/---

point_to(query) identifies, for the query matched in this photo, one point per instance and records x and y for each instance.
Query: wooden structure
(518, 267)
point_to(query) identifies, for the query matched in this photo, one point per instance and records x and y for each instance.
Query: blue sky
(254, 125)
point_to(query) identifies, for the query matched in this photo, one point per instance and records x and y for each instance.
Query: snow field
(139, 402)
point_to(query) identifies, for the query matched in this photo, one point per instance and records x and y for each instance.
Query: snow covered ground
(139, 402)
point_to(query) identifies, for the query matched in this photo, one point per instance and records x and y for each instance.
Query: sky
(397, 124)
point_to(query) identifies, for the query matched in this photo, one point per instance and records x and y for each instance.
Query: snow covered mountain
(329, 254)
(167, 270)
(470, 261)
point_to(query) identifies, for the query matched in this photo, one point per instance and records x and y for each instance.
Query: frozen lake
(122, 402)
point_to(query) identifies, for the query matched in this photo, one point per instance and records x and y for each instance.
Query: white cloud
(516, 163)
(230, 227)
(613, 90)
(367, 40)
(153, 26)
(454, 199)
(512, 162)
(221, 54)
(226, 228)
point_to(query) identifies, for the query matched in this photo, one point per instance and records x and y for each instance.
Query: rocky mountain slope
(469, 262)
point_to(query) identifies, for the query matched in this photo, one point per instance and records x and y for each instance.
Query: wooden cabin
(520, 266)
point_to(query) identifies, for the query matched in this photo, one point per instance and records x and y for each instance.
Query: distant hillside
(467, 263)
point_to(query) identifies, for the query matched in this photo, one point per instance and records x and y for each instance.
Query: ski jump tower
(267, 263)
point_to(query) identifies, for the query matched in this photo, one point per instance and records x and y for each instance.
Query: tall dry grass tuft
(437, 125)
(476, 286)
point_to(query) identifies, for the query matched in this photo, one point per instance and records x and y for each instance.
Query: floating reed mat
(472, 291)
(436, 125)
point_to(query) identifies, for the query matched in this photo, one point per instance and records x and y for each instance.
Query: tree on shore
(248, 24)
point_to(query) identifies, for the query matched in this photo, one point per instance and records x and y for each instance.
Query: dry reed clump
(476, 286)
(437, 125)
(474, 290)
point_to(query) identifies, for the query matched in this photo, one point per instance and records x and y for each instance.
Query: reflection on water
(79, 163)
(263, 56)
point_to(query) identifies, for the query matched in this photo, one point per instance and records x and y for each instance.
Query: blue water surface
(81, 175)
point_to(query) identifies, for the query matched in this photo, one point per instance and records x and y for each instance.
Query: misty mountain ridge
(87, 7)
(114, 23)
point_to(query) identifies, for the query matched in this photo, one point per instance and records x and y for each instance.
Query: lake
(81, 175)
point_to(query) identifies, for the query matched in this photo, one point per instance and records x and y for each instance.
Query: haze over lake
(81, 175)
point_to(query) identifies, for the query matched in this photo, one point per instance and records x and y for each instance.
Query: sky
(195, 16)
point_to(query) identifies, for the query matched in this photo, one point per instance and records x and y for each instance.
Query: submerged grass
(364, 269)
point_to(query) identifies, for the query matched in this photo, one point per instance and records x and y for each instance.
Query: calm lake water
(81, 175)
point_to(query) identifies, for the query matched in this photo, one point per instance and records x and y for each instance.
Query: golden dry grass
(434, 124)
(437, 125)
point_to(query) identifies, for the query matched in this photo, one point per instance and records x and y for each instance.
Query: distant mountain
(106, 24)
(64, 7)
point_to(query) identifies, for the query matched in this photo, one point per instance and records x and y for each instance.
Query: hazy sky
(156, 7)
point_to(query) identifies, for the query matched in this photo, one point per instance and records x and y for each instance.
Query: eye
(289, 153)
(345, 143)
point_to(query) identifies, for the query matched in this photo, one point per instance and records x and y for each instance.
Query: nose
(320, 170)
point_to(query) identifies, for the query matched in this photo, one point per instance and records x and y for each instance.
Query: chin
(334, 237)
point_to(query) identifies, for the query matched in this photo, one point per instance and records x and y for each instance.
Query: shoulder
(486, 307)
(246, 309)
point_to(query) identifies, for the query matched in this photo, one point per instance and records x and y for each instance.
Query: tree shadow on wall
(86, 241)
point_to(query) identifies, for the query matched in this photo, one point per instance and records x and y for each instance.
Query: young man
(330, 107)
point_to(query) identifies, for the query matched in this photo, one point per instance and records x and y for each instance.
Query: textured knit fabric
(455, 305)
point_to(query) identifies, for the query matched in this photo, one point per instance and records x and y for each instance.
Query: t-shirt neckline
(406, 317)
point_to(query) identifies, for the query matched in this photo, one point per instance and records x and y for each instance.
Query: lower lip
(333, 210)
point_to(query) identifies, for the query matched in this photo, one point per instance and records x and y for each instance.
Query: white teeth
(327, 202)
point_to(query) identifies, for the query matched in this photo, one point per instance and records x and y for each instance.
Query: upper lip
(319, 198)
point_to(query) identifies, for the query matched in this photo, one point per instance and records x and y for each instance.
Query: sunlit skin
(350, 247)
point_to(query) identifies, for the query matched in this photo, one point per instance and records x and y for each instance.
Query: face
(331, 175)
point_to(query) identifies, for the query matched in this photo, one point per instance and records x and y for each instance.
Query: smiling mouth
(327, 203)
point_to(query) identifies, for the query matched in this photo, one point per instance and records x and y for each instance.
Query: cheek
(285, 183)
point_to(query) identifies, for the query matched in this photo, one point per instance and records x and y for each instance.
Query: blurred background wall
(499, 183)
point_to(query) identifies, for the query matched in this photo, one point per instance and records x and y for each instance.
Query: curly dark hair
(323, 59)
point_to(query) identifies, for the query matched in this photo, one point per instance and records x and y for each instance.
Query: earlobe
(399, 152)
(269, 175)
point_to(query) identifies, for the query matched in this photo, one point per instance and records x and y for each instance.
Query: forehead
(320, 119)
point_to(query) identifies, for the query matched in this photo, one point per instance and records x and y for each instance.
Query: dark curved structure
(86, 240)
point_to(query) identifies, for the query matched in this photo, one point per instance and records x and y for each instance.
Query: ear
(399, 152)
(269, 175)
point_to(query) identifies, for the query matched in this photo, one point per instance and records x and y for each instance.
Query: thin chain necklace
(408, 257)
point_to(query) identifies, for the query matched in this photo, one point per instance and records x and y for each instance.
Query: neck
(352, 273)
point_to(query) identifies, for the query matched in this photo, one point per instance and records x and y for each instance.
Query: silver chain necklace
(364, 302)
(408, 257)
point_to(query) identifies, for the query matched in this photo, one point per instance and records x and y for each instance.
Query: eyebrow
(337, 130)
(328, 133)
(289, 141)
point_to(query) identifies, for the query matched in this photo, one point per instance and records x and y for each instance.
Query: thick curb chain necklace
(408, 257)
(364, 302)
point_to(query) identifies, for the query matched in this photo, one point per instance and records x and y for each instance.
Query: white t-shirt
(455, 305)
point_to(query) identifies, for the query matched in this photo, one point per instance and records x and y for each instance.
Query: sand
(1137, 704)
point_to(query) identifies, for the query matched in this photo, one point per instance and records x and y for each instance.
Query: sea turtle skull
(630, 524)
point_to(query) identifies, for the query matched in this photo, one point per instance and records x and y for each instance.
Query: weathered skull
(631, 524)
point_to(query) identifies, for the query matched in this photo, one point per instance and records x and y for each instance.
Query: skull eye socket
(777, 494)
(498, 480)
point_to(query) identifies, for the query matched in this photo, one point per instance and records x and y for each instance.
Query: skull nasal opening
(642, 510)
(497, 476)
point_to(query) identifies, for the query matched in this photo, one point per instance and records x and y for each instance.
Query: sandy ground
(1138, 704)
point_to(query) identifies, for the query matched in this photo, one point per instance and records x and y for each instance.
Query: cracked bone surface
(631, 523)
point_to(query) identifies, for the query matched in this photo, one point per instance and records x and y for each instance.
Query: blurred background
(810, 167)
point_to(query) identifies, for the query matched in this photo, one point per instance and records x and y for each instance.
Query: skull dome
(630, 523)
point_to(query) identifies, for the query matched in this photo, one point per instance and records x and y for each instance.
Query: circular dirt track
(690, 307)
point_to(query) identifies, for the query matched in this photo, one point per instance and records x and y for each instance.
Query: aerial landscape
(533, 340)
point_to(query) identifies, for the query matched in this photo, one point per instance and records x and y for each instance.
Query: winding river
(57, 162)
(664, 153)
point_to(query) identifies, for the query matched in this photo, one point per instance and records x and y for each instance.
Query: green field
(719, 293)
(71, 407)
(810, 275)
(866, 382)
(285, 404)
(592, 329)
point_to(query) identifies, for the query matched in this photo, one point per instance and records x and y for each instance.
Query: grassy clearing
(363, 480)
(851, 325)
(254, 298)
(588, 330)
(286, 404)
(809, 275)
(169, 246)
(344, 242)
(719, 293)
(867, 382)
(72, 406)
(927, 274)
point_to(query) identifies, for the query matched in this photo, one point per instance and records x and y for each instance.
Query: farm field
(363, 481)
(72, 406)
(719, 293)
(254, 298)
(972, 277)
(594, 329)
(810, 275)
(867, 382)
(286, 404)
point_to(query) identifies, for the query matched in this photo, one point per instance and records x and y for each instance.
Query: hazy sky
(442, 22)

\---

The exercise –
Count the lines in the entries above that contain the string "distant", and give only that number.

Exercise answer –
2